_Texte fourni_:
"""

49. Compte tenu de ces considérations, je propose à la Cour de répondre à la première question préjudicielle que l’article 6, paragraphe 2, de la directive 2012/13, lu en combinaison avec l’article 6, paragraphe 1, de celle-ci, doit être interprété en ce sens qu’il s’oppose à une réglementation nationale, appliquée conformément à une pratique jurisprudentielle établie dans l’État membre concerné, selon laquelle les motifs du placement en détention d’un suspect ou d’une personne poursuivie ne doivent
pas nécessairement être indiqués dans l’acte écrit ordonnant le placement en détention, mais peuvent également figurer dans d’autres documents dont l’intéressé n’aura connaissance que s’il introduit un recours juridictionnel visant à contester la légalité de cet acte. Ces motifs doivent en effet lui être communiqués aussi rapidement qu’il est nécessaire pour lui permettre, s’il l’estime utile, d’introduire un tel recours, et, en tout état de cause, avant le premier interrogatoire officiel par la
police.

Sur la seconde question préjudicielle

50. Par sa seconde question, la juridiction de renvoi cherche à savoir, en substance, si l’article 6, paragraphe 2, de la directive 2012/13 doit être interprété en ce sens que les informations devant être communiquées à une personne arrêtée ou détenue contiennent des éléments quant au moment, au lieu et aux modalités de l’infraction, à la participation concrète de cette personne à celle-ci, et à la qualification pénale qui en découle, pour que soient garantis à ladite personne la possibilité de
contester efficacement sa privation de liberté et, ainsi, l’exercice effectif de ses droits de la défense.

51. En d’autres termes, la Cour est interrogée au sujet du contenu et du degré de détail des motifs devant être communiqués à la personne arrêtée ou détenue en vertu de l’article 6, paragraphe 2, de la directive 2012/13.

"""

_Tâches à réaliser_:
A - Reprenez le passage du texte fourni allant de « 50. Par sa seconde » jusqu'à « de la défense. » inclus, et remplacez-y « juridiction de renvoi » par « juridiction nationale ».
B - D'après le texte fourni, avant quel moment les motifs du placement en détention doivent-ils, en tout état de cause, être communiqués à l'intéressé ?
Les données n'ont aucune utilité ici.

_Données présentées_:
"""

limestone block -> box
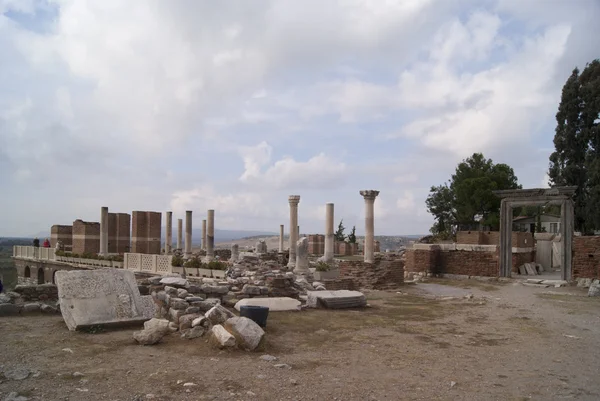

"""

_Réponses par tâche_:
A -
50. Par sa seconde question, la juridiction nationale cherche à savoir, en substance, si l’article 6, paragraphe 2, de la directive 2012/13 doit être interprété en ce sens que les informations devant être communiquées à une personne arrêtée ou détenue contiennent des éléments quant au moment, au lieu et aux modalités de l’infraction, à la participation concrète de cette personne à celle-ci, et à la qualification pénale qui en découle, pour que soient garantis à ladite personne la possibilité de
contester efficacement sa privation de liberté et, ainsi, l’exercice effectif de ses droits de la défense.

B - Avant le premier interrogatoire officiel par la police.